#### MATERIAL FOR THIS TASK
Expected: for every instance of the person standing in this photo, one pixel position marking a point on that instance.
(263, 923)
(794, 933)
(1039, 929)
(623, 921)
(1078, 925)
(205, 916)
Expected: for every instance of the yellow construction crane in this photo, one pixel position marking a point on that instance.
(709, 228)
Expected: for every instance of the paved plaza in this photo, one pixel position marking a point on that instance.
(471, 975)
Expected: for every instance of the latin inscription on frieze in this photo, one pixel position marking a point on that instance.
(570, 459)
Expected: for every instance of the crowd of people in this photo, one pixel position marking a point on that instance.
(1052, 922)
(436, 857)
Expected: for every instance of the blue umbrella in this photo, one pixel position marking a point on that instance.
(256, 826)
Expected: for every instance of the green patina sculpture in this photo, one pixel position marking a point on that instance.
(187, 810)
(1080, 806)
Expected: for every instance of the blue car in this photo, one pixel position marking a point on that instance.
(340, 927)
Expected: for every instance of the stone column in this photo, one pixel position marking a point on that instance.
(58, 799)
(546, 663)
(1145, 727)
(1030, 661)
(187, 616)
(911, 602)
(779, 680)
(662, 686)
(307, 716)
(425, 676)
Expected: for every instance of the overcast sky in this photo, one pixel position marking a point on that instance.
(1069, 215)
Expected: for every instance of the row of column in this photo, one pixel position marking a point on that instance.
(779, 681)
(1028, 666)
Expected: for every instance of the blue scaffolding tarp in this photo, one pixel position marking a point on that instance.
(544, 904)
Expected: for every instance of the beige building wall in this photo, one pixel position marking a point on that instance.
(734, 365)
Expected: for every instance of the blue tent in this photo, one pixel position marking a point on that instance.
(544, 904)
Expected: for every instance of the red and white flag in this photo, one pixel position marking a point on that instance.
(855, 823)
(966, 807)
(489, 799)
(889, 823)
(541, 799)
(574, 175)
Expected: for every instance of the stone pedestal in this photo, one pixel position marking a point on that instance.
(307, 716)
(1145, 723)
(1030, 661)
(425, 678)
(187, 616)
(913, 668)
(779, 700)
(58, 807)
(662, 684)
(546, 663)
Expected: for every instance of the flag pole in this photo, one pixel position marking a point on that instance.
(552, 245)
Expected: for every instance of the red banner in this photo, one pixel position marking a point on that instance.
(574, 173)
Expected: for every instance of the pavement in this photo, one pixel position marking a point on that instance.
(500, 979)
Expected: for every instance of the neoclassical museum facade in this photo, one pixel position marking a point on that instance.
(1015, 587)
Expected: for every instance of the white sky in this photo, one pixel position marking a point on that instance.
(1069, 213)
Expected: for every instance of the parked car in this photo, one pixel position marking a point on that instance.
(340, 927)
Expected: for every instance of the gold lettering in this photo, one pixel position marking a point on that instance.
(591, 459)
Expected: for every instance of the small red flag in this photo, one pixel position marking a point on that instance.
########
Rewrite the stretch of records from the line containing "Expected: for every instance of the neoclassical" through the line containing "(1015, 587)", replacing "museum facade" with "gallery front" and keeping everything else the same.

Expected: for every instance of the neoclassical gallery front in this photo, one pixel position marking a point on that instance.
(1015, 587)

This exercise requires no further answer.